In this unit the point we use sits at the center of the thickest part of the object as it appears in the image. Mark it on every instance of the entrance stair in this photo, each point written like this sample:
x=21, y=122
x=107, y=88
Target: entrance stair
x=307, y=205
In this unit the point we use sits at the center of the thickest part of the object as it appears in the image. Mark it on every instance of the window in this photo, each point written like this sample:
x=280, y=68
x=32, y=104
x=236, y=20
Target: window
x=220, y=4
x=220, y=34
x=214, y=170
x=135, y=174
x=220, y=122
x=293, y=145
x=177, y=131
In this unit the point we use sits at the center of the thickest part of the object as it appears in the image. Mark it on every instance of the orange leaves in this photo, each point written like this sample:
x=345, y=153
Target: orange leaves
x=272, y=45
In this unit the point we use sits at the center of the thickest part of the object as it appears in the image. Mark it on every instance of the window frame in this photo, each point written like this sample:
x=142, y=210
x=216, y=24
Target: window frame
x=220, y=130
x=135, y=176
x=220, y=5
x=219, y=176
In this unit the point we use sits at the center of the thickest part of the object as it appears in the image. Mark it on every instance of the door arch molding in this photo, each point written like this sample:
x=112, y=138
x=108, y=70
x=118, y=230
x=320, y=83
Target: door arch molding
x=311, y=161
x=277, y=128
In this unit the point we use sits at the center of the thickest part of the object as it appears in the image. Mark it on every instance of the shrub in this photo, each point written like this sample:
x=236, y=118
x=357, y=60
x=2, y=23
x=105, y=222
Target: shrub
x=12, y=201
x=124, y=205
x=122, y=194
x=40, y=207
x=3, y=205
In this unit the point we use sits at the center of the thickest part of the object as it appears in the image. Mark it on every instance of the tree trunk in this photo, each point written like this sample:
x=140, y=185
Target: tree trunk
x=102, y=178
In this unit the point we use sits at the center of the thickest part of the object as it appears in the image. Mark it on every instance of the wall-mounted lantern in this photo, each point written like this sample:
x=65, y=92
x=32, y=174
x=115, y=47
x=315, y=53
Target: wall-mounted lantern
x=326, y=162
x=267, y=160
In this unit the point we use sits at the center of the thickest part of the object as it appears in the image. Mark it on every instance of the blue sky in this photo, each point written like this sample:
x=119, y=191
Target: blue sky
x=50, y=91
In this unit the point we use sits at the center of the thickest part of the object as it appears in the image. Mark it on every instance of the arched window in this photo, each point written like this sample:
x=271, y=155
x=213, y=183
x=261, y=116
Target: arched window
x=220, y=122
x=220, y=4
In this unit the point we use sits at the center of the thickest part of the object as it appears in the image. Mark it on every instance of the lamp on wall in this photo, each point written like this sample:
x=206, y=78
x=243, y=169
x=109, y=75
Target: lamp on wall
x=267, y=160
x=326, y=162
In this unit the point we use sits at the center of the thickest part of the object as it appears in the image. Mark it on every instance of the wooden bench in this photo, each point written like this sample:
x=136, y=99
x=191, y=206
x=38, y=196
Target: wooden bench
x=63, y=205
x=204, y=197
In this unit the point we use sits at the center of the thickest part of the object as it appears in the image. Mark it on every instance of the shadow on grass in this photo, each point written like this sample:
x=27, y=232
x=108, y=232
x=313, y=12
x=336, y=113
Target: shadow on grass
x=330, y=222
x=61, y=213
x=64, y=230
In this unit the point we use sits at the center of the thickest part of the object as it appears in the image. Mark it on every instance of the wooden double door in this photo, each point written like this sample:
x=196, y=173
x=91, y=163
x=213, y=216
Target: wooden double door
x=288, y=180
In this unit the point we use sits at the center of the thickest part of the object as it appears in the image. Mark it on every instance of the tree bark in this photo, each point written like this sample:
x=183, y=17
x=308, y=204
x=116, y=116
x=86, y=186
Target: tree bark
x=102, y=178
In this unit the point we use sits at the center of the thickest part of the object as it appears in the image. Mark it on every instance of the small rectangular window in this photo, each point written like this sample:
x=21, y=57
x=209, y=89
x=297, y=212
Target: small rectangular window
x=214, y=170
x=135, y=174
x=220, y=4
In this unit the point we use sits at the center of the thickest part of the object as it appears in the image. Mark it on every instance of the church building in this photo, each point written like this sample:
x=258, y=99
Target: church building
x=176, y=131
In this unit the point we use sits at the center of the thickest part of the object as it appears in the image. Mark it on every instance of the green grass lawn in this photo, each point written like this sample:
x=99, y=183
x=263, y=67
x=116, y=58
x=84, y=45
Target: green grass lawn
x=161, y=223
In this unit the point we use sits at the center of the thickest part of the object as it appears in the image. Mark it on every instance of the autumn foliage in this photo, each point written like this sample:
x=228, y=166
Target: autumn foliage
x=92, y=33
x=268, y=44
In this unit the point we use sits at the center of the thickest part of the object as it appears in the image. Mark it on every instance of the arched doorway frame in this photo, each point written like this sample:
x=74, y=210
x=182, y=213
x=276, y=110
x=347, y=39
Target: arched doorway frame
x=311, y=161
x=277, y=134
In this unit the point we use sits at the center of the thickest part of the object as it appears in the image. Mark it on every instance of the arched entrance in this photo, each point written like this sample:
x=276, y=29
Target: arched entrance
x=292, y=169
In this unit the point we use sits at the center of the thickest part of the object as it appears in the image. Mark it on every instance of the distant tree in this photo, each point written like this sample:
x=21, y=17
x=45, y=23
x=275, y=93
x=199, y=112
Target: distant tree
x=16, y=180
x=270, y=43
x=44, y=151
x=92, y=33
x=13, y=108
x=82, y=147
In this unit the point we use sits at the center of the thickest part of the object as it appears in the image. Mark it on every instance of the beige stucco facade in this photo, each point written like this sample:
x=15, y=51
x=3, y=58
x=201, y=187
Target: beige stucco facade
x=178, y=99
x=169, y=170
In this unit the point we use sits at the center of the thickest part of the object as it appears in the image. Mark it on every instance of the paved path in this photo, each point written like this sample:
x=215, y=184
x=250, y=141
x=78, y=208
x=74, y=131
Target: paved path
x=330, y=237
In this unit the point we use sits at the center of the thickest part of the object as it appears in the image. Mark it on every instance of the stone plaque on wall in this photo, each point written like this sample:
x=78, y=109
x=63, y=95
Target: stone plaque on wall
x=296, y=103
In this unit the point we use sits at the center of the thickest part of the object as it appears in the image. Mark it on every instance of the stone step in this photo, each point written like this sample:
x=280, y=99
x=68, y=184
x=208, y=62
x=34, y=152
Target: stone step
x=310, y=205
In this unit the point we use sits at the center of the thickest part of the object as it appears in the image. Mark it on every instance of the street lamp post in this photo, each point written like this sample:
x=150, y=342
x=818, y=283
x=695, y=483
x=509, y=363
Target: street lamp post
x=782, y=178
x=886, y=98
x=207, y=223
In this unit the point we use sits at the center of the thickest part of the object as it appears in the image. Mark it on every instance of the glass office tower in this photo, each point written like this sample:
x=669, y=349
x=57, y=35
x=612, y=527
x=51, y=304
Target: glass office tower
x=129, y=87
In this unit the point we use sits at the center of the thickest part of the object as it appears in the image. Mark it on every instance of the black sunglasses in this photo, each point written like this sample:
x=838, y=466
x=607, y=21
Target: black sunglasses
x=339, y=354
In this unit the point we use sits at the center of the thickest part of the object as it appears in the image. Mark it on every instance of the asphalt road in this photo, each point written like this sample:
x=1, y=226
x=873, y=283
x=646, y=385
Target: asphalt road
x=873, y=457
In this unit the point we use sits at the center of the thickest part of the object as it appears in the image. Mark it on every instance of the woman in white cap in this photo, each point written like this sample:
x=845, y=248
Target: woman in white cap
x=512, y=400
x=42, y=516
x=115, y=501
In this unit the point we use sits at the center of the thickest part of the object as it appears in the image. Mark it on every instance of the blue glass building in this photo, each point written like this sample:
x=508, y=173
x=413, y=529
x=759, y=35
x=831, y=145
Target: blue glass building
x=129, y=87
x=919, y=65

____________________

● Challenge
Write out everything in the listing from the line containing "of the distant" down to the line containing "x=82, y=147", switching "distant tree" to "background tree" and leaving all else unchanged.

● Response below
In this unit the point we use sits at the center of the thickest part of the object as it appears in the image. Mark it on every instance of the background tree in this photo, each point written like this sample:
x=21, y=17
x=45, y=23
x=275, y=93
x=199, y=112
Target: background tree
x=16, y=180
x=270, y=43
x=44, y=151
x=92, y=33
x=13, y=108
x=82, y=147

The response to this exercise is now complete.